**Short task**
Write the next paragraph of the passage on energy and influence among the United States, China, and Russia, picking up after its last sentence.

**Passage**
— START —

Influence is a multifaceted and often nebulous concept; energy is visible, tangible, and hence often acts as a proxy for influence—because it in fact confers influence or because we assume it does. It was China’s search for resources that first prompted its overseas strategy, commonly known as the “Go Out Policy,” at the turn of the century. Even today, despite a broader set of commercial and strategic interests, energy is a major component of Chinese investment and trade around the world. For Russia, energy is one of two strategic commodities, along with arms, that enable it to court other countries; and it is energy that is providing a foundation for its expansion into the Arctic. Recent years also have seen a significant expansion of Russian state-owned investment in energy projects overseas, particularly through Rosneft. Even for the United States, energy has become part of bilateral relations with allies (The North Atlantic Treaty Organization or NATO, South Korea) and adversaries (Russia, China).

Domination is a similarly nebulous concept, but one paramount foreign policy objective for the United States has been to prevent any country or group of countries from dominating an energy market, a fuel, or a region; or to prevent political concessions from whatever market power exists. It was this impulse that led President Jimmy Carter to threaten military force against any adversary looking to dominate the Persian Gulf. It was a similar urge that prompted President Ronald Reagan to impose sanctions on European companies looking to advance Russian gas projects in the early 1980s, or subsequent administrations to support pipeline projects to diversify European gas supplies. Or to promote civilian nuclear power while tightly controlling proliferation since President Eisenhower’s “Atoms for Peace” speech. Today’s energy landscape has changed: the United States is no longer thinking merely in denial terms; it is examining whether it can dominate energy markets.

The foreign and energy policy communities have made broad assumptions and assertions about but have not adequately investigated (1) the role energy plays in the contemporary competition for influence among the United States, China, and Russia in specific regions of the world; (2) whether any one country or groups of countries might be able to exert preponderant influence over a specific type of energy or fuel; and (3) the implications for U.S. foreign policy objectives and global energy security.

— END —

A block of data
— START —

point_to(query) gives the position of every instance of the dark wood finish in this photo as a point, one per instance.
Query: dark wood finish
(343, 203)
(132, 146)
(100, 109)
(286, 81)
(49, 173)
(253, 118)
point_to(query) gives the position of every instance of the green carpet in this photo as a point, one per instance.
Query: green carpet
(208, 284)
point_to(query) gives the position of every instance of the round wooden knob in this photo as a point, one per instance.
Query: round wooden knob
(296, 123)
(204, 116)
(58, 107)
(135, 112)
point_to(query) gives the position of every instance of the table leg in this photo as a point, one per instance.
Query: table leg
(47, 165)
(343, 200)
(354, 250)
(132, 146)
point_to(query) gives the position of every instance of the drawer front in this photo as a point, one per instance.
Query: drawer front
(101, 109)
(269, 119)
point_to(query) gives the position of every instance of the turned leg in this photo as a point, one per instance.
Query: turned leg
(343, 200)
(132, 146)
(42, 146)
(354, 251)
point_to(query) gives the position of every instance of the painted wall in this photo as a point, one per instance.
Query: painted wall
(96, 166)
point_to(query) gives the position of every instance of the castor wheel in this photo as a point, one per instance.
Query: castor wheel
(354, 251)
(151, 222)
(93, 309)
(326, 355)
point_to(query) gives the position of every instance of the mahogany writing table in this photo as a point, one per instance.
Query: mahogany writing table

— END —

**Answer to the problem**
Geopolitical Influence

Energy factors into several examples of the contemporary struggle over geopolitical spheres of influence. One very timely example is Venezuela. Over the past 15 years of Venezuela’s political, economic, and social decline, China and Russia have come to own much of its oil resources and debt. Once one of the world’s largest oil producers and ally of the United States, Venezuela is widely considered a criminal state and is the source of the biggest migration crisis in the history of the hemisphere. Although the world oil market has adjusted to the decline of Venezuelan production, a further collapse could directly affect U.S. energy security by interrupting flows of oil from Venezuela to the United States. And yet the Trump administration feels confident enough in U.S. and global supplies of oil to effectively sanction trade in Venezuelan oil to bring about regime change from Nicolás Maduro to the interim president Juan Guaidó. The U.S. government has identified the instability in Venezuela and the presence of foreign powers as threats to U.S. national security, harkening back to the principles of the Monroe Doctrine. Given that energy is the reason for foreign presence in Venezuela, many foreign policy analysts have suggested that energy will be a key to its future. This means the United States will need to forge some sort of resolution with China and Russia over the leadership in Venezuela and over ownership over its oil resources.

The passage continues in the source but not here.